** DATA SUPPLIED **
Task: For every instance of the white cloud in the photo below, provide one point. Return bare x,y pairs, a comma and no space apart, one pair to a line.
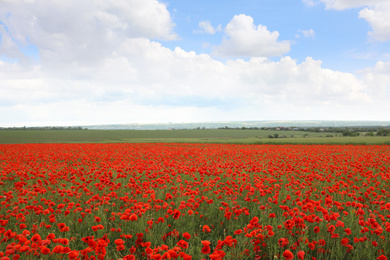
139,83
375,12
310,2
378,17
86,32
244,39
123,76
305,33
206,27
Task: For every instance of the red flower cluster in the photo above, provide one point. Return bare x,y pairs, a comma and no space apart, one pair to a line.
194,201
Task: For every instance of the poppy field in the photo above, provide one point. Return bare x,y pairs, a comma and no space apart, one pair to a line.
194,201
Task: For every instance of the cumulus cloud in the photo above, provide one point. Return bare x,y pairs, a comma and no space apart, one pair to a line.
124,75
378,17
244,39
206,27
375,12
305,33
86,34
138,85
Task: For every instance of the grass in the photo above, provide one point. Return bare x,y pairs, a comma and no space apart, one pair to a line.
182,136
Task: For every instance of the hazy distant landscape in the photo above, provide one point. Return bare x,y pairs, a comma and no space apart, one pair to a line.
230,124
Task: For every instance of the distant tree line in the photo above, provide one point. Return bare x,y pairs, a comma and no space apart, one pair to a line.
44,128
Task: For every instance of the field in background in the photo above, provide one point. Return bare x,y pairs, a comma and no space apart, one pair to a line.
183,136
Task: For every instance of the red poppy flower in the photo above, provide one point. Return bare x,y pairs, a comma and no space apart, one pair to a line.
288,254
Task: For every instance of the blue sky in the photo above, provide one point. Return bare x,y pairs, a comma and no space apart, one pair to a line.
133,61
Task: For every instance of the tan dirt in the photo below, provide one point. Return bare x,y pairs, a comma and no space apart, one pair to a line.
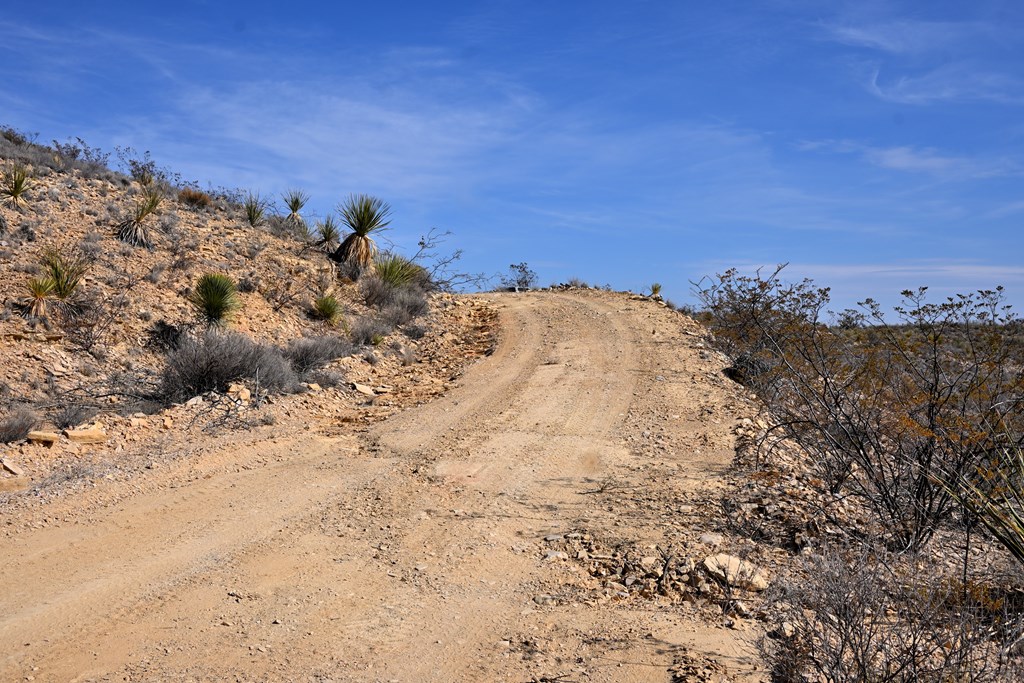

** SET PROBLEM **
Locate each line in the entries above that contains the word "flower" and copy those lines out, treating uppercase and lowercase as different.

** RESULT OF THE TASK **
Task: For every instance of the red flower cluster in the photo above, provide one point. Return bare x,y pairs, a comma and no space apart, one pair to a line.
Task: For every instance of the red poppy flower in the photo above, provide one point. Return bare x,y pairs, a comma and no space apart, one pair to a line.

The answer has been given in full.